• Short exercise
Please copy the following listing word for word, from its first line through its last.

• Materials provided
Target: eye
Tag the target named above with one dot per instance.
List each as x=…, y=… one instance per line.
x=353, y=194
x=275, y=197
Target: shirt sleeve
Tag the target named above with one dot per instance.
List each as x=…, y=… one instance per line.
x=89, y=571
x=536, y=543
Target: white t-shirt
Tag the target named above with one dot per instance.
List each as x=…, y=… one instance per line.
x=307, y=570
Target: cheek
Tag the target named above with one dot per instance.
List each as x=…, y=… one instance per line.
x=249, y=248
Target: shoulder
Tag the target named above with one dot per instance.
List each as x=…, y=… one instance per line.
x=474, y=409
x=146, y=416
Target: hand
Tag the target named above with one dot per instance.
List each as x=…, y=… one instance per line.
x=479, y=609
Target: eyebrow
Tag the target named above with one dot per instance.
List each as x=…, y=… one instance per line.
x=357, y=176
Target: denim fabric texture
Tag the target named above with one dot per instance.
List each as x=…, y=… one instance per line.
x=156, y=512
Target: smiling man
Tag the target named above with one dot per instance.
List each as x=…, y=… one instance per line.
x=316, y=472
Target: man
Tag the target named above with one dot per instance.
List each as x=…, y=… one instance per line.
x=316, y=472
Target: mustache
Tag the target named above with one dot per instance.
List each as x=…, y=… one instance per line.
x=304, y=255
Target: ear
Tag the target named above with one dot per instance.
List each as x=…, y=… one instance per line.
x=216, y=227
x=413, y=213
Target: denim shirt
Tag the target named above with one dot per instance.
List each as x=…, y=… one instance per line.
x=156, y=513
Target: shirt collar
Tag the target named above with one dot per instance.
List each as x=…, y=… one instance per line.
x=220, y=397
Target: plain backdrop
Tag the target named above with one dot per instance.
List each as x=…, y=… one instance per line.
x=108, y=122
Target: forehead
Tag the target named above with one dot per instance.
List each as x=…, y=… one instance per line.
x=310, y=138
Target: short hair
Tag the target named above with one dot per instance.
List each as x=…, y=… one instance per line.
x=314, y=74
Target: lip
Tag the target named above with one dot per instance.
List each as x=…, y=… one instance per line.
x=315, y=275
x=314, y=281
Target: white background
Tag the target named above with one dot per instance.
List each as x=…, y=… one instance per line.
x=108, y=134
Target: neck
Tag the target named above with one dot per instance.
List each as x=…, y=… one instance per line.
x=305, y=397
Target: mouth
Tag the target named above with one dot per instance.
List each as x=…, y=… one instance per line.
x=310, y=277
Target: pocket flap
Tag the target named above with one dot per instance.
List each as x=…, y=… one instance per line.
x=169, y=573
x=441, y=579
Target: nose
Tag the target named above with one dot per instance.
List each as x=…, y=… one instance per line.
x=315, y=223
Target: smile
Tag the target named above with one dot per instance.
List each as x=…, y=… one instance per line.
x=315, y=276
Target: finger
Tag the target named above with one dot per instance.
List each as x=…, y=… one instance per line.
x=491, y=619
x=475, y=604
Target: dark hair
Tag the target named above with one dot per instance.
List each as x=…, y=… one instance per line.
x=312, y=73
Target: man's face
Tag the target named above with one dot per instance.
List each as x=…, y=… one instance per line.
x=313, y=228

• Written solution
Target: eye
Tag the target named above with one dot per instance.
List each as x=…, y=… one instance per line.
x=353, y=194
x=275, y=197
Target: shirt sleeve
Tag the target named above with one dot per instance.
List each as x=…, y=… one instance per line.
x=89, y=571
x=536, y=543
Target: white t-shirt
Tag the target named above with one dot per instance.
List each as x=…, y=… one instance per line.
x=307, y=570
Target: cheek
Tag the target named above with one dot per instance.
List each as x=…, y=… one instance per line.
x=249, y=248
Target: shoulder
Tag the target named above with one dot per instance.
List each as x=…, y=… one instance per line.
x=474, y=409
x=146, y=416
Target: hand
Tag the target named above with one dot per instance.
List each as x=…, y=… one instance per line.
x=479, y=609
Target: eyebrow
Tag the target named above with one dot per instance.
List each as x=…, y=… one instance per line.
x=357, y=176
Target: denim fabric texture
Tag the target named above with one dot per instance.
List each as x=…, y=… one instance per line.
x=156, y=512
Target: smiling man
Tag the target named above with one dot per instance.
List each as x=…, y=… one instance per line.
x=316, y=472
Target: man
Tag the target named above with one dot per instance.
List each as x=…, y=… one instance per line.
x=316, y=472
Target: mustache
Tag the target named above with one dot per instance.
List each as x=…, y=… one instance per line.
x=304, y=255
Target: ear
Tag the target named above with one dot per instance.
List each as x=…, y=… one instance per line.
x=216, y=227
x=413, y=213
Target: denim shirt
Tag the target named above with one dot per instance.
List each as x=…, y=… one instance per line.
x=156, y=513
Target: shirt collar
Tag the target named above with one dot per instance.
List each as x=…, y=… one instance per line.
x=220, y=397
Target: plain backdrop
Tag the target named above with one dot per instance.
List each as x=…, y=… one instance per line.
x=108, y=122
Target: forehead
Tag the target named above with one dot per instance.
List each as x=…, y=… one instance per line.
x=310, y=138
Target: short hair
Tag the target named above with one dot per instance.
List each as x=…, y=… one instance per line.
x=314, y=74
Target: lip
Tag the target named above with one dot per instance.
List each as x=…, y=… one instance per line.
x=315, y=275
x=314, y=281
Target: white background
Tag the target named above with one dot per instance.
List each as x=…, y=… one instance per line.
x=108, y=134
Target: neck
Tag the target named above with one dot per instance.
List each as x=…, y=… one instance per line.
x=305, y=397
Target: mouth
Tag the target named above with one dot per instance.
List each as x=…, y=… one instance per line.
x=310, y=277
Target: pocket flap
Tag the target named above with one dot per instance.
List each as x=…, y=… one instance per line.
x=169, y=573
x=441, y=579
Target: nose
Tag the target named above with one dot per instance.
List each as x=…, y=… one instance per line.
x=315, y=223
Target: smile
Tag the target named above with one dot per instance.
List each as x=…, y=… one instance per line.
x=315, y=276
Target: finger
Tag the target named above with one dot per instance.
List each as x=…, y=… one instance per line.
x=491, y=619
x=475, y=604
Target: dark hair
Tag the target named above with one dot per instance.
List each as x=…, y=… one instance per line.
x=312, y=73
Target: man's face
Tag the target named above with one dot per instance.
List each as x=…, y=… one instance per line.
x=313, y=228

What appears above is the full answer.